---------- Dataset entries

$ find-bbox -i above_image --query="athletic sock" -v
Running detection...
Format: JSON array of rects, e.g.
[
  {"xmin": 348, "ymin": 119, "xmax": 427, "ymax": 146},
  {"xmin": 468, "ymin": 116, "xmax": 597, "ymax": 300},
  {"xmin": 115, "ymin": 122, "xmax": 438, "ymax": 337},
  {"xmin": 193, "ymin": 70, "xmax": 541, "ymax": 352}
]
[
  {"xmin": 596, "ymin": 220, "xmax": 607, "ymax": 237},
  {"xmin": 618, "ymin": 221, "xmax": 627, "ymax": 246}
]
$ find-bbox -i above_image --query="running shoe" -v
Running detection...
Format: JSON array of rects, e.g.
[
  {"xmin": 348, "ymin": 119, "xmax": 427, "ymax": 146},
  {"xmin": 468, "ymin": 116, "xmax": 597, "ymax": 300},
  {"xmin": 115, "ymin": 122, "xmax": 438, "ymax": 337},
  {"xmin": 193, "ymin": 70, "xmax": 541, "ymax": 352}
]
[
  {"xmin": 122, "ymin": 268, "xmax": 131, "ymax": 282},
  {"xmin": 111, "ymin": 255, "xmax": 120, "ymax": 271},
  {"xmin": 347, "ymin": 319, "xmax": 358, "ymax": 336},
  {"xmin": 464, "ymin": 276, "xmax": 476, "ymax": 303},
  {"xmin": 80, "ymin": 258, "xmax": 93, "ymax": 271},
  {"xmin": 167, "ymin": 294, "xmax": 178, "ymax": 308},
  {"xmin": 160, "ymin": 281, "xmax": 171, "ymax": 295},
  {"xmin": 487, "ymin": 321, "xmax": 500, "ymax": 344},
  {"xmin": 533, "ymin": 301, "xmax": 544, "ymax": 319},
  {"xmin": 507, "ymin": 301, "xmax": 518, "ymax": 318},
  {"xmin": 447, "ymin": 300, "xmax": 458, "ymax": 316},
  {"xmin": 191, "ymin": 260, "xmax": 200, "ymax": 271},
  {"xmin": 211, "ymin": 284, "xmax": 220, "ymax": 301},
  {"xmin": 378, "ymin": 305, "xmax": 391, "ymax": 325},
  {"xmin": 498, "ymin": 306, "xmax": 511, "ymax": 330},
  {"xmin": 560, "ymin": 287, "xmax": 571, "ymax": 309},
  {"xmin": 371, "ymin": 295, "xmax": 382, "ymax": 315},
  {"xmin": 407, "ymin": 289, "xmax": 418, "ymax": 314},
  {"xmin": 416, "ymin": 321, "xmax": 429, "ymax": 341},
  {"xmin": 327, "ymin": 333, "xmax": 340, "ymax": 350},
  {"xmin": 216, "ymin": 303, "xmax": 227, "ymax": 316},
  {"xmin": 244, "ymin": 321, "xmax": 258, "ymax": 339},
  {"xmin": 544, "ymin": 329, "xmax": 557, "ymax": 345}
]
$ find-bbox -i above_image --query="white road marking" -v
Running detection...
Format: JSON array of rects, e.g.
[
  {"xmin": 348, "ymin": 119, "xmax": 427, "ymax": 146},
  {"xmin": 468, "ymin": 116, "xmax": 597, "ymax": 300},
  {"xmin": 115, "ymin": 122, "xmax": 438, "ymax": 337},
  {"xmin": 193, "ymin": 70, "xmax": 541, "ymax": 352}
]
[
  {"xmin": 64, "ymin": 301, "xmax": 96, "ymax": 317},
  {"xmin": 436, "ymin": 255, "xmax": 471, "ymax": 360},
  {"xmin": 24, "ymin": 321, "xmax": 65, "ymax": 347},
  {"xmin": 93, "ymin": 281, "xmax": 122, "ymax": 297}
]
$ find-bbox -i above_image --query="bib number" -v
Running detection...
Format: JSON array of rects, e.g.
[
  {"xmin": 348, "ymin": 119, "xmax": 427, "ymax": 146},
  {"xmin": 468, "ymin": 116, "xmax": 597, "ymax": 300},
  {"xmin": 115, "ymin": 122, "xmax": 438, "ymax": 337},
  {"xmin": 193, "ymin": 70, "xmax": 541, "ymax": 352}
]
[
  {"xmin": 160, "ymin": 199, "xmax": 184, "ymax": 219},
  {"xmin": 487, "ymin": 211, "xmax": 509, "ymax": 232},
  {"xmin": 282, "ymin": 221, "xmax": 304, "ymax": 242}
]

--------------------

§ **Direction**:
Your task is to transcribe the listing above in full, exactly as given.

§ **Reply to the task**:
$ find-bbox -i above_image --query="athletic sock" -v
Running detection...
Format: JSON array of rects, e.g.
[
  {"xmin": 348, "ymin": 119, "xmax": 427, "ymax": 146},
  {"xmin": 468, "ymin": 116, "xmax": 597, "ymax": 300},
  {"xmin": 115, "ymin": 122, "xmax": 438, "ymax": 337},
  {"xmin": 193, "ymin": 70, "xmax": 541, "ymax": 352}
]
[
  {"xmin": 596, "ymin": 220, "xmax": 607, "ymax": 237},
  {"xmin": 618, "ymin": 221, "xmax": 627, "ymax": 246}
]
$ find-bbox -i above_image --query="running shoe" -v
Running detection...
Format: JSON array of rects, e.g.
[
  {"xmin": 348, "ymin": 119, "xmax": 427, "ymax": 146},
  {"xmin": 468, "ymin": 116, "xmax": 597, "ymax": 300},
  {"xmin": 115, "ymin": 122, "xmax": 438, "ymax": 337},
  {"xmin": 193, "ymin": 70, "xmax": 541, "ymax": 352}
]
[
  {"xmin": 122, "ymin": 268, "xmax": 131, "ymax": 282},
  {"xmin": 111, "ymin": 255, "xmax": 120, "ymax": 271},
  {"xmin": 347, "ymin": 319, "xmax": 358, "ymax": 336},
  {"xmin": 464, "ymin": 276, "xmax": 476, "ymax": 303},
  {"xmin": 80, "ymin": 258, "xmax": 93, "ymax": 271},
  {"xmin": 167, "ymin": 294, "xmax": 178, "ymax": 308},
  {"xmin": 160, "ymin": 281, "xmax": 171, "ymax": 295},
  {"xmin": 487, "ymin": 321, "xmax": 500, "ymax": 344},
  {"xmin": 533, "ymin": 301, "xmax": 544, "ymax": 319},
  {"xmin": 507, "ymin": 301, "xmax": 518, "ymax": 318},
  {"xmin": 447, "ymin": 300, "xmax": 458, "ymax": 316},
  {"xmin": 191, "ymin": 260, "xmax": 200, "ymax": 271},
  {"xmin": 211, "ymin": 284, "xmax": 220, "ymax": 301},
  {"xmin": 378, "ymin": 305, "xmax": 391, "ymax": 325},
  {"xmin": 498, "ymin": 306, "xmax": 511, "ymax": 330},
  {"xmin": 560, "ymin": 287, "xmax": 571, "ymax": 309},
  {"xmin": 371, "ymin": 295, "xmax": 382, "ymax": 315},
  {"xmin": 407, "ymin": 289, "xmax": 418, "ymax": 314},
  {"xmin": 416, "ymin": 321, "xmax": 429, "ymax": 341},
  {"xmin": 327, "ymin": 333, "xmax": 340, "ymax": 350},
  {"xmin": 216, "ymin": 303, "xmax": 227, "ymax": 316},
  {"xmin": 244, "ymin": 321, "xmax": 258, "ymax": 339},
  {"xmin": 544, "ymin": 329, "xmax": 557, "ymax": 345}
]
$ find-bbox -i above_image --query="white road marking" -v
Running detection...
Format: JSON array of rects, e.g.
[
  {"xmin": 348, "ymin": 119, "xmax": 427, "ymax": 146},
  {"xmin": 468, "ymin": 116, "xmax": 597, "ymax": 300},
  {"xmin": 115, "ymin": 122, "xmax": 438, "ymax": 337},
  {"xmin": 193, "ymin": 70, "xmax": 541, "ymax": 352}
]
[
  {"xmin": 64, "ymin": 301, "xmax": 96, "ymax": 317},
  {"xmin": 436, "ymin": 255, "xmax": 471, "ymax": 360},
  {"xmin": 24, "ymin": 321, "xmax": 65, "ymax": 347},
  {"xmin": 93, "ymin": 281, "xmax": 122, "ymax": 297}
]
$ find-bbox -i above_image --query="bib number" -v
Running detection...
Format: JSON array of rects, e.g.
[
  {"xmin": 348, "ymin": 119, "xmax": 427, "ymax": 146},
  {"xmin": 468, "ymin": 116, "xmax": 597, "ymax": 300},
  {"xmin": 115, "ymin": 122, "xmax": 438, "ymax": 337},
  {"xmin": 193, "ymin": 70, "xmax": 541, "ymax": 352}
]
[
  {"xmin": 160, "ymin": 199, "xmax": 184, "ymax": 219},
  {"xmin": 487, "ymin": 211, "xmax": 509, "ymax": 232},
  {"xmin": 282, "ymin": 221, "xmax": 304, "ymax": 242}
]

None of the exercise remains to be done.